Please print every line from the one containing "Target: house roof" through the last line of the records below, exactly as written and nothing more.

———

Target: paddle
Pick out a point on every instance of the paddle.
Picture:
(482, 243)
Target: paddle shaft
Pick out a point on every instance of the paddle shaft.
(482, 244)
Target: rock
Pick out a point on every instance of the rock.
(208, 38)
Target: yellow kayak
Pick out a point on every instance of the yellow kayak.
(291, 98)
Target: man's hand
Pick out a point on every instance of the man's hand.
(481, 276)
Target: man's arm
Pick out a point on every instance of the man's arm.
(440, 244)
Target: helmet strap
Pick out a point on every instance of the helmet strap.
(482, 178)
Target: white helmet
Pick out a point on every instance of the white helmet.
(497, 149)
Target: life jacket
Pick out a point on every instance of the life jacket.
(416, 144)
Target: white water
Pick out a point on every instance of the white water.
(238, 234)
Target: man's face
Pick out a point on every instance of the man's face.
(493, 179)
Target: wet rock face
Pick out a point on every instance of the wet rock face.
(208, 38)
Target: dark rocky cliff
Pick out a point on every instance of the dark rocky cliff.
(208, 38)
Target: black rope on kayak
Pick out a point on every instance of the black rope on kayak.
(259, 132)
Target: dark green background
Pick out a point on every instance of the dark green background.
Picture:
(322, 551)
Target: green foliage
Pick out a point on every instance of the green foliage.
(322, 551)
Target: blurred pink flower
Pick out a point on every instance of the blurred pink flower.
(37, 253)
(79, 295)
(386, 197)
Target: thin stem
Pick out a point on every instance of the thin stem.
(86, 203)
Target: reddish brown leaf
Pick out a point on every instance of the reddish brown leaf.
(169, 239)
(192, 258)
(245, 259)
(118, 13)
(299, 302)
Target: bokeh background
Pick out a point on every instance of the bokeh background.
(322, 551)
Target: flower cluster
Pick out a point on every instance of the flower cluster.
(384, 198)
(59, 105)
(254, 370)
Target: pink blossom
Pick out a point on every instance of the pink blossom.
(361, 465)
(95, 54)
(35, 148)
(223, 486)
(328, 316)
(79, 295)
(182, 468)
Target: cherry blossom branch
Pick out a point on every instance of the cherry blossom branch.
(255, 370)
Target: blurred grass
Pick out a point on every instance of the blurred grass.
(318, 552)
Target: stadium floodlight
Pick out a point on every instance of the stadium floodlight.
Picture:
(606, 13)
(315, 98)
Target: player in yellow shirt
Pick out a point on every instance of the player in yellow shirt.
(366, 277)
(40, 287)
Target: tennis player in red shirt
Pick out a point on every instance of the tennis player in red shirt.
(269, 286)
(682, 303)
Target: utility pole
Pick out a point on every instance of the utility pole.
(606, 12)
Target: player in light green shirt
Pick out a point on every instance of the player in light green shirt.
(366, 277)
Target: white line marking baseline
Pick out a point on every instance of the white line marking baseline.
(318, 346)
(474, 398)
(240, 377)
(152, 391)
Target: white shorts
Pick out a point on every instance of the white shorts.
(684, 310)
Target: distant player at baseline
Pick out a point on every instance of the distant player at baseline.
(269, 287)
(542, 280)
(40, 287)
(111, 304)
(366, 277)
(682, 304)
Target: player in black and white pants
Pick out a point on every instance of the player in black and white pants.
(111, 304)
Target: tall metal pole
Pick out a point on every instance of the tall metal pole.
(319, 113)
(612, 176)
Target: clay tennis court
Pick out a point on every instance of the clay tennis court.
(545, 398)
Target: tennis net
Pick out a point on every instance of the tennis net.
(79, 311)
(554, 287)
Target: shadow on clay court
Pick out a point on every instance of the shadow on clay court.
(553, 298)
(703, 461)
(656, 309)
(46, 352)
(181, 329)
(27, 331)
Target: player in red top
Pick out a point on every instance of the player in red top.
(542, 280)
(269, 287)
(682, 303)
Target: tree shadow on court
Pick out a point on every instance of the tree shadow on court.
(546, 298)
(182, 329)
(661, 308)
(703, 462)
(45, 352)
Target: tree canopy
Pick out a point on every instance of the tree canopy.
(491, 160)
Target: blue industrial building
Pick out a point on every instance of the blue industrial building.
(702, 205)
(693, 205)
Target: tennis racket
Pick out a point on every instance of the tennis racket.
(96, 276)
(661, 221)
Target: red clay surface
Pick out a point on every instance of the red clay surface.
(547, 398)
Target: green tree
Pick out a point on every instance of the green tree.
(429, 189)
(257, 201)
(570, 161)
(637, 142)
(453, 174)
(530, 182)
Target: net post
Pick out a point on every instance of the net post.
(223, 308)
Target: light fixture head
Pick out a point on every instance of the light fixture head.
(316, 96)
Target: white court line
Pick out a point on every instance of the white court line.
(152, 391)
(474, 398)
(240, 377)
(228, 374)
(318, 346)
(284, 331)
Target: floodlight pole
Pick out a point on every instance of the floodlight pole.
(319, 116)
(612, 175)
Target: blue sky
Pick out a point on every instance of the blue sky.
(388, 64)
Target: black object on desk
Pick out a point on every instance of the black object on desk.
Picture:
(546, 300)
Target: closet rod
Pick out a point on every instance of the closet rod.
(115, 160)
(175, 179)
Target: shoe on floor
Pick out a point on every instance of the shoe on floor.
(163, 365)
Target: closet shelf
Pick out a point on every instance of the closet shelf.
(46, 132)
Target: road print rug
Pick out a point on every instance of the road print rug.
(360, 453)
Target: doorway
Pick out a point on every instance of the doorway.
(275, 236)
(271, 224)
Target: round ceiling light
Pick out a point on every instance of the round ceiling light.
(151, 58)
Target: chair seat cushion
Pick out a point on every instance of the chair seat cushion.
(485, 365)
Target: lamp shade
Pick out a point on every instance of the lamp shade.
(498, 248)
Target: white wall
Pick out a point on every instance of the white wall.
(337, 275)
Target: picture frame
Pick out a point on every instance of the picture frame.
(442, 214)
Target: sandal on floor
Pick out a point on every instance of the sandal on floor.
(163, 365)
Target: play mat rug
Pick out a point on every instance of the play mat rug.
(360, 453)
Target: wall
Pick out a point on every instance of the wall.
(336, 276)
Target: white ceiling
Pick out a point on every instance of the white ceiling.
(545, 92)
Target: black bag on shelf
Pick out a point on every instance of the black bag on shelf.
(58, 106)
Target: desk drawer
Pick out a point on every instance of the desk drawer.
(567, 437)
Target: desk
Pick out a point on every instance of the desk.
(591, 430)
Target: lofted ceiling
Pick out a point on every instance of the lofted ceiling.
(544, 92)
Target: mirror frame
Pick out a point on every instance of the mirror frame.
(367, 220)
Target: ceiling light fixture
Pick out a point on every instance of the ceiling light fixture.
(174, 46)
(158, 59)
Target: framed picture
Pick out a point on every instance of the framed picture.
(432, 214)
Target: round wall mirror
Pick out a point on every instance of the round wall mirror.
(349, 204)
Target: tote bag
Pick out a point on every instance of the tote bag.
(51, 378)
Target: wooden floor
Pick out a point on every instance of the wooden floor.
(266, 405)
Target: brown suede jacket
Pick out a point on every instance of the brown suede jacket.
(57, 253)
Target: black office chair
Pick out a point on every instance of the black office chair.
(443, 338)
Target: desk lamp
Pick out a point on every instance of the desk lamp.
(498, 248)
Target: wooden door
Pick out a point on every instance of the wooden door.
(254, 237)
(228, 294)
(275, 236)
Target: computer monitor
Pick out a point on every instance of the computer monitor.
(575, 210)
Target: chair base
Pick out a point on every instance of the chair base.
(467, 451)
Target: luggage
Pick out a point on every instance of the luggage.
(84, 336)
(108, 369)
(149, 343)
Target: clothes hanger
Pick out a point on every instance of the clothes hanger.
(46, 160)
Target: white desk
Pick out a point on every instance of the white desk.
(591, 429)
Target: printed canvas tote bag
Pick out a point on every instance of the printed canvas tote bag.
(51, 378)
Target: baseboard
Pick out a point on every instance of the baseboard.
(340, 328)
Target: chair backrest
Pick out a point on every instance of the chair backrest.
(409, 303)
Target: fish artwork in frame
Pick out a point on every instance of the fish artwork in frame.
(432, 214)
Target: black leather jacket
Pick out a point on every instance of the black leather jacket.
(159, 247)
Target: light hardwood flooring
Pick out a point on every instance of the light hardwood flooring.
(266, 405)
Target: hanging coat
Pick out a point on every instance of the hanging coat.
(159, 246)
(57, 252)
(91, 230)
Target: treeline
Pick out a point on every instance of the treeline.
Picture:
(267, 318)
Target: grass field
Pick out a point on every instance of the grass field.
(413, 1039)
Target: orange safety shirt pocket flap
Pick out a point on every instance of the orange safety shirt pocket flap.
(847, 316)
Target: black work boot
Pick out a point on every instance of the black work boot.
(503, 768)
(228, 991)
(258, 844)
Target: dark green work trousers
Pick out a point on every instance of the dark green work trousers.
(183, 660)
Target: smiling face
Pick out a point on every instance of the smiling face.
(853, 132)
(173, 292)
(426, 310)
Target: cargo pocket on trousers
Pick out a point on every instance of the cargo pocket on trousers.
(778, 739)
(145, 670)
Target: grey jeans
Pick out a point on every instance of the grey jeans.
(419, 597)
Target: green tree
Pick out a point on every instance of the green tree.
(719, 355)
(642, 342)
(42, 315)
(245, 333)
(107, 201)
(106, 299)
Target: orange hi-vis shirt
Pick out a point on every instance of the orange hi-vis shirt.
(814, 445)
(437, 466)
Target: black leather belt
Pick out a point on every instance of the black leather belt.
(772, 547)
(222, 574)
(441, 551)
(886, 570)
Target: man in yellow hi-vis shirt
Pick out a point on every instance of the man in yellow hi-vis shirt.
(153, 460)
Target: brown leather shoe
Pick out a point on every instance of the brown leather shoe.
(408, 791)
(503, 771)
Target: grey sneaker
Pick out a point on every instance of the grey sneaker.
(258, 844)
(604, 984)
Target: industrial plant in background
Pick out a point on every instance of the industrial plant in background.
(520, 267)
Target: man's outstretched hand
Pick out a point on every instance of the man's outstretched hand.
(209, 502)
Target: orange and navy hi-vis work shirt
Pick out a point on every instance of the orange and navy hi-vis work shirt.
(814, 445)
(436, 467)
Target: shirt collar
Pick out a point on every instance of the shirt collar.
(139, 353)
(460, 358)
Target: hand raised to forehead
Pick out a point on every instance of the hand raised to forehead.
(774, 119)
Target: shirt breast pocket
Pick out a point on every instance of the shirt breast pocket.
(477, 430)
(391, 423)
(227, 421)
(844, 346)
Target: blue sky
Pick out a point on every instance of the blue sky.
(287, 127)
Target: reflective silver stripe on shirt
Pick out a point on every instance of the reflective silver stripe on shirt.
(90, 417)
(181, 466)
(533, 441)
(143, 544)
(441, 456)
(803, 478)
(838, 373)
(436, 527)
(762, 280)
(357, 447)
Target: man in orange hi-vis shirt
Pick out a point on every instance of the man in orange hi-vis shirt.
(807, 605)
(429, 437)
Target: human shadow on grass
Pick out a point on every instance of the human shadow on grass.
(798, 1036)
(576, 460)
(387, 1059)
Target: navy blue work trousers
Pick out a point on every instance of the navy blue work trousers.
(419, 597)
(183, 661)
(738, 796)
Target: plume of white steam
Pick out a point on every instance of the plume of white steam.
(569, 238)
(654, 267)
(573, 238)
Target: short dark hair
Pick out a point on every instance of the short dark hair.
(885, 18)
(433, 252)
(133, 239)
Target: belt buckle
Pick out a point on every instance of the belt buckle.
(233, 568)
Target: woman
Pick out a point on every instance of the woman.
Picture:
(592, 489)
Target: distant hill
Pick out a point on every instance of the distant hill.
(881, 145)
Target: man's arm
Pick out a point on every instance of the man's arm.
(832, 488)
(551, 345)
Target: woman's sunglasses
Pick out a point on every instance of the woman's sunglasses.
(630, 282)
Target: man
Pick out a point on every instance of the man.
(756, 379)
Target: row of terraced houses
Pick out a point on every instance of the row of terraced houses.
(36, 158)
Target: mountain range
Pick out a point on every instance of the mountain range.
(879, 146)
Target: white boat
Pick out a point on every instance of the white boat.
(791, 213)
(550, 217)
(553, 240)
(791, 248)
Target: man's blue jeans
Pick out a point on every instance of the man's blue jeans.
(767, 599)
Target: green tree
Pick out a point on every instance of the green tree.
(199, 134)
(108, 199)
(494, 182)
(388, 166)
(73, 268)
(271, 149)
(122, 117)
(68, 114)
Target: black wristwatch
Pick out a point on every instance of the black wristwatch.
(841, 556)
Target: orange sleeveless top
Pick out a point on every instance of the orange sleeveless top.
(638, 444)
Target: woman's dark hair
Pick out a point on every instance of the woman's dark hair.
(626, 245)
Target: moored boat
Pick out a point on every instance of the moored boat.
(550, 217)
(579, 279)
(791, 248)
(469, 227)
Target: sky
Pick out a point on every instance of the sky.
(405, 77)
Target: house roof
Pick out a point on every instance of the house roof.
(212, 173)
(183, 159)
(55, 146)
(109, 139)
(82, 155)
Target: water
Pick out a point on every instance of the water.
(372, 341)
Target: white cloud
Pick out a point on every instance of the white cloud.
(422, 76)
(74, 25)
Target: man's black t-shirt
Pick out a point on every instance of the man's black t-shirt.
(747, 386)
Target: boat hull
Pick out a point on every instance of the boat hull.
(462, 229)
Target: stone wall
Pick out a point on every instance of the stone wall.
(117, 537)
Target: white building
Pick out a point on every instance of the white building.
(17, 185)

———

ANSWER TO THIS PROBLEM
Target: house roof
Pick out a point on every instance of the house roof.
(212, 173)
(183, 159)
(55, 146)
(109, 139)
(82, 155)
Target: water
Pick out a point on every instance of the water.
(372, 341)
Target: white cloud
Pick out a point on every instance of the white cloud.
(422, 76)
(74, 25)
Target: man's black t-shirt
Pick out a point on every instance of the man's black t-shirt.
(747, 386)
Target: boat hull
Pick out a point on every instance of the boat hull.
(462, 229)
Target: stone wall
Pick out a point on every instance of the stone wall.
(117, 537)
Target: white building
Pick out a point on every instance of the white building.
(17, 185)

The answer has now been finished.